Still a lot of angry rhetoric, and mischaracterizations. Your question isn't a question. It's an assertion. Calling it an question is a lie. I however am not lieing, I'm drawing conclusions from what I know, and what I've learned. I'm more than happy to explain my reasoning.

The Chinese government does not seemed to have loosened their restrictions controlling the media.

The Chinese government is trying to extent that control into new areas that are replacing the old media.

However, at the same time they are making an incredible effort to drag their economy into the 21st century.

In order to do that China has had to loosen the control on people and allow them to be trained and educated. I taught engineering labs while I was in grad school. We had a lot of Chinese students. Most stuck together because their english wasn't very good, but they we still exposed to other cultures. The learned that the way their government silences dissent doesn't happen everywhere. They are getting exposed to more information so they can make informed decisions for themselves.

My brother in law works for a company that has fallen into the trap of manufacturing products in China. The built a manufacturing facility there and took advantage of relatively inexpensive labor, and very good tax incentives offered by the Chinese government.

Part of the agreement they made was with the Chinese government is to not only manufacture products there, but that a significant portion of the design must be done in China as well. Now that company is having to train Chinese people to learn how to design those products. This is VERY bad news for us. However, it does expose the Chinese people to other people who haven't grown up in a land of thought control, or at least not as rigid of one de pending on your view on though control in the US.

■ Problem details
Decide whether each statement agrees with the comment on China above: (a) the writer taught engineering labs during grad school, (b) the brother-in-law's company agreed to do all of its design work outside China, (c) the writer calls the company's training of Chinese designers good news for "us". Answer yes or no for each and quote the deciding words.

■ Material
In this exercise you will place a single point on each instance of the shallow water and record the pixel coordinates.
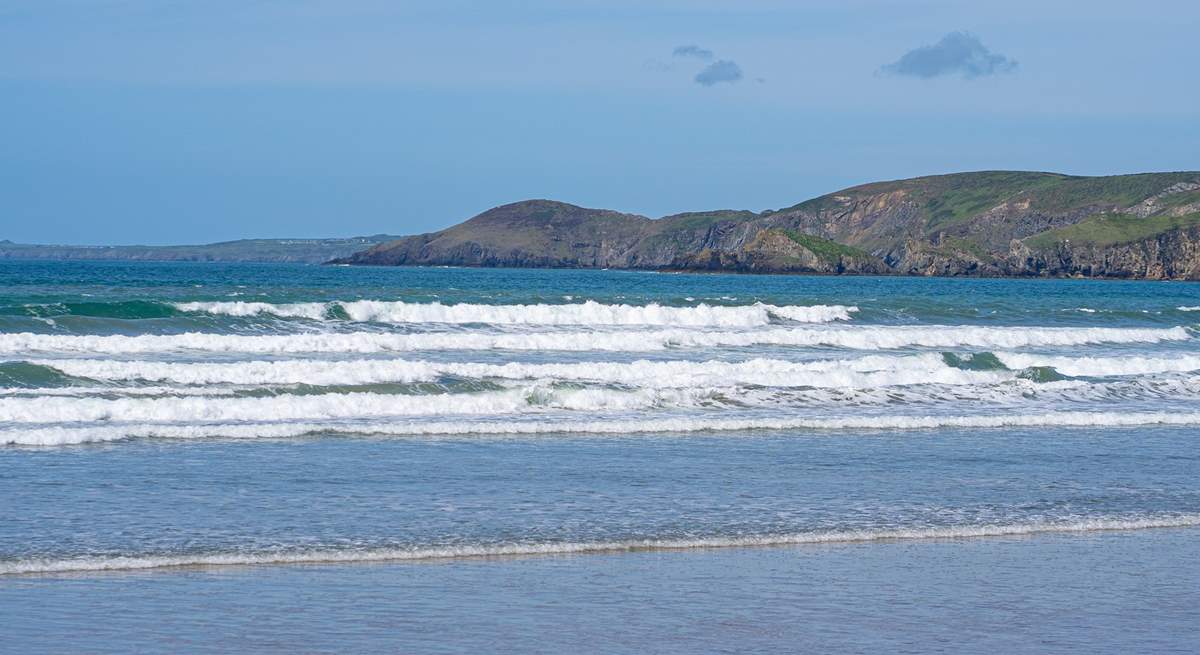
(307, 433)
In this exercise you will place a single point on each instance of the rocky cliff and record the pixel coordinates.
(989, 223)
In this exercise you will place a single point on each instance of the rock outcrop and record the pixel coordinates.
(990, 223)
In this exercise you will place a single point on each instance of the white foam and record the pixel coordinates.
(1103, 366)
(192, 409)
(313, 311)
(581, 313)
(70, 434)
(861, 373)
(418, 553)
(633, 341)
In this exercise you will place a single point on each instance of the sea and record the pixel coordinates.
(210, 457)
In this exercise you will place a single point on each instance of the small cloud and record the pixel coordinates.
(694, 52)
(721, 70)
(955, 53)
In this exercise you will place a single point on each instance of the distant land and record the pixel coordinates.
(987, 223)
(309, 251)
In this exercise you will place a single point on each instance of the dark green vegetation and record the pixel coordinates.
(312, 251)
(988, 223)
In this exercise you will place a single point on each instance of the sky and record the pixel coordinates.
(180, 121)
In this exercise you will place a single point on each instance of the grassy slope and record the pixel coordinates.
(1110, 229)
(825, 250)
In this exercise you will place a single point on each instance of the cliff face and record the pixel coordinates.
(991, 223)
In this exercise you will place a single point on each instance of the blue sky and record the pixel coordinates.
(189, 121)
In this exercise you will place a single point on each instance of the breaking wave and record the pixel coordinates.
(850, 337)
(558, 425)
(1102, 367)
(863, 372)
(418, 553)
(582, 313)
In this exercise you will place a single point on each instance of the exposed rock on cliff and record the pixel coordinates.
(990, 223)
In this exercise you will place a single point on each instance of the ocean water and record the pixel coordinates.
(208, 456)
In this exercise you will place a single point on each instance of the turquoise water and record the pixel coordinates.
(445, 460)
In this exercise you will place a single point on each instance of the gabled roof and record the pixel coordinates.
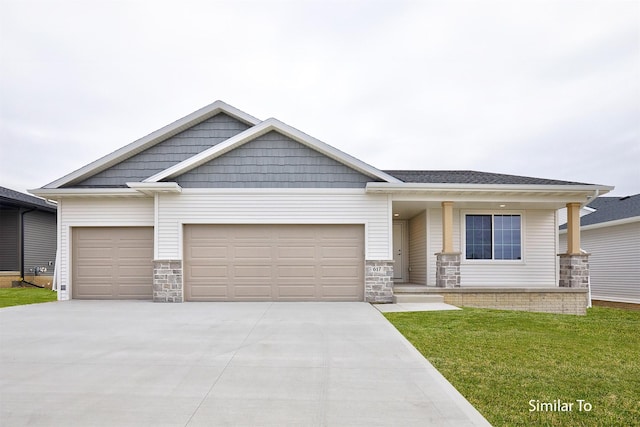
(471, 177)
(15, 198)
(152, 139)
(261, 129)
(608, 209)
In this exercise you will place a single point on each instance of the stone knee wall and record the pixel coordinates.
(574, 271)
(167, 281)
(554, 300)
(448, 270)
(378, 281)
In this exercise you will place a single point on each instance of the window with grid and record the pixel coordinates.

■ Written reply
(a) Yes: "I taught engineering labs while I was in grad school."
(b) No: "a significant portion of the design must be done in China as well."
(c) No: "This is VERY bad news for us."